== Tasks ==
(1) List the names of everyone who posts in the forum thread about IF-free code.
(2) Answer these questions about the forum thread on IF-free code.
(a) With the usual malloc() implementation, where is the linkage information stored?
(b) By allocating one extra item, what does Evgeney Knyazhev say the last item becomes?
(c) In BartC's sort function case, who provides the data?

____ Excerpted passage

IF-free conception.

Evgeney Knyazhev · Feb 19, 2013

my Friends, your concerns about illegal read access seem a little bit exaggerated ;D Just write it in the code:

array2sort = (int64_t*)malloc((N0fItems+1) * size0fInt);
unsortedArr = (int64_t*)malloc(N0fItems * size0fInt);

So, last item becomes a buffer against out-of-bound >read< access.

well, now on topic:

i think we have no ways to get purely C-solution for no-if code, any method has been hardware-based.

Öö Tiib · Feb 19, 2013

For the usual malloc() implementation, the linkage information is
stored before the data. (Array element [-1].) In that case, you are
safer going off the low end of an array than the high end.

Yes, especially if you are writing there. You are then more likely to
screw that linkage information up and to result with noticeable and
reproducible bad behavior.

Worst case is when you read value of neigbour variable and that only
rarely deviates the decision made. That is the case that passes all
tests and blows up only on table of your richest customer, killing
his wife and sending his credit card info all over the world.

BartC · Feb 19, 2013

Evgeney Knyazhev said:
my Friends, your concerns about illegal read access seem a little bit
exaggerated ;D Just write it in the code:

array2sort = (int64_t*)malloc((N0fItems+1) * size0fInt);
unsortedArr = (int64_t*)malloc(N0fItems * size0fInt);

So, last item becomes a buffer against out-of-bound >read< access.

You can't always rely on being able to allocate such a margin: perhaps you
are writing a sort function and your caller provides the data; the user of
the function won't take kindly to such a restriction.

Or the array to be sorted might be a slice of a bigger one; maybe reading
past the end is safe, or it might still overlap onto the next page and slow
things down rather than speed them up.

If the advantages of no-IF are that great, it might be possible to do a
quick test on the last element's address to see if reading past ought to be
harmless, and then choose the best approach, or even to copy the data into a
local array that has the margin, then copy back. But this will all impact on
the advantages.

________
____ Record set

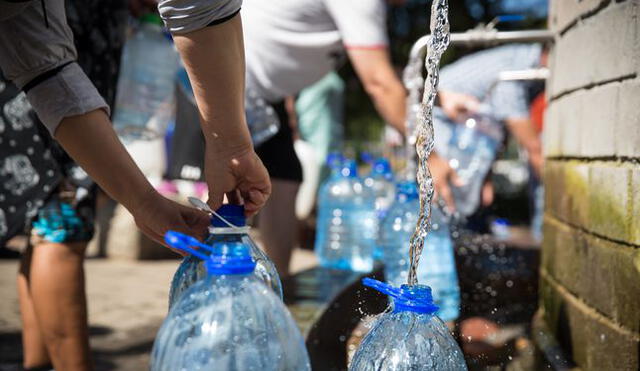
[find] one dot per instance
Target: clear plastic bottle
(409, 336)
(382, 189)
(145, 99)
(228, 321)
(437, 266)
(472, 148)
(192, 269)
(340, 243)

________
____ Record set

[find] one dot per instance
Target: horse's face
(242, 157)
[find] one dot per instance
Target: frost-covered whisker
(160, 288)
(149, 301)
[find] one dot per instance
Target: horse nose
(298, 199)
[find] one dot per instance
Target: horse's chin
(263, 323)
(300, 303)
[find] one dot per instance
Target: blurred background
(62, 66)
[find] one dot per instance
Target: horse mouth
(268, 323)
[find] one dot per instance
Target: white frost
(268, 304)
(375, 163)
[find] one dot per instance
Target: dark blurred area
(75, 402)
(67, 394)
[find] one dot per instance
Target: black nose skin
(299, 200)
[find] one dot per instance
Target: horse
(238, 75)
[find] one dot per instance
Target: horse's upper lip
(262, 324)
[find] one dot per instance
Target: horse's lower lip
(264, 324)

________
____ Record set

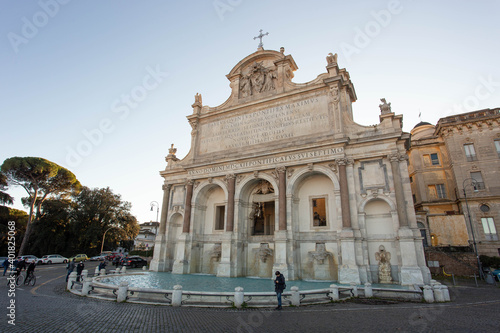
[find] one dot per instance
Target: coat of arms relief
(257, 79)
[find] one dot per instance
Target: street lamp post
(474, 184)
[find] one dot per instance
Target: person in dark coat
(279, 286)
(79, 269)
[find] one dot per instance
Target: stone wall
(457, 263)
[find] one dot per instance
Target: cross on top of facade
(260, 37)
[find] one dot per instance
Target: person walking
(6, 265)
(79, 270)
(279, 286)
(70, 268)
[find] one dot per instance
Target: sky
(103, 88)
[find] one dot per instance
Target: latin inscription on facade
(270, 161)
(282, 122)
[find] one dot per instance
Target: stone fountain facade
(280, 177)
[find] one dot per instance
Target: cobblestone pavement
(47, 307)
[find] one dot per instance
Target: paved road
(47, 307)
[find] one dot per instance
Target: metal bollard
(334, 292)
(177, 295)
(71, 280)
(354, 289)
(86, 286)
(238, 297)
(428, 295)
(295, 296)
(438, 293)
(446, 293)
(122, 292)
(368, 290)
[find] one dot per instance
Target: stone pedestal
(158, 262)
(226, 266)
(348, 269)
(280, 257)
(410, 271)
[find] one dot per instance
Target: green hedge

________

== Solutions to each task ==
(1) Evgeney Knyazhev, Öö Tiib, BartC

(2)
(a) Before the data, at array element [-1].
(b) A buffer against out-of-bound read access.
(c) The caller.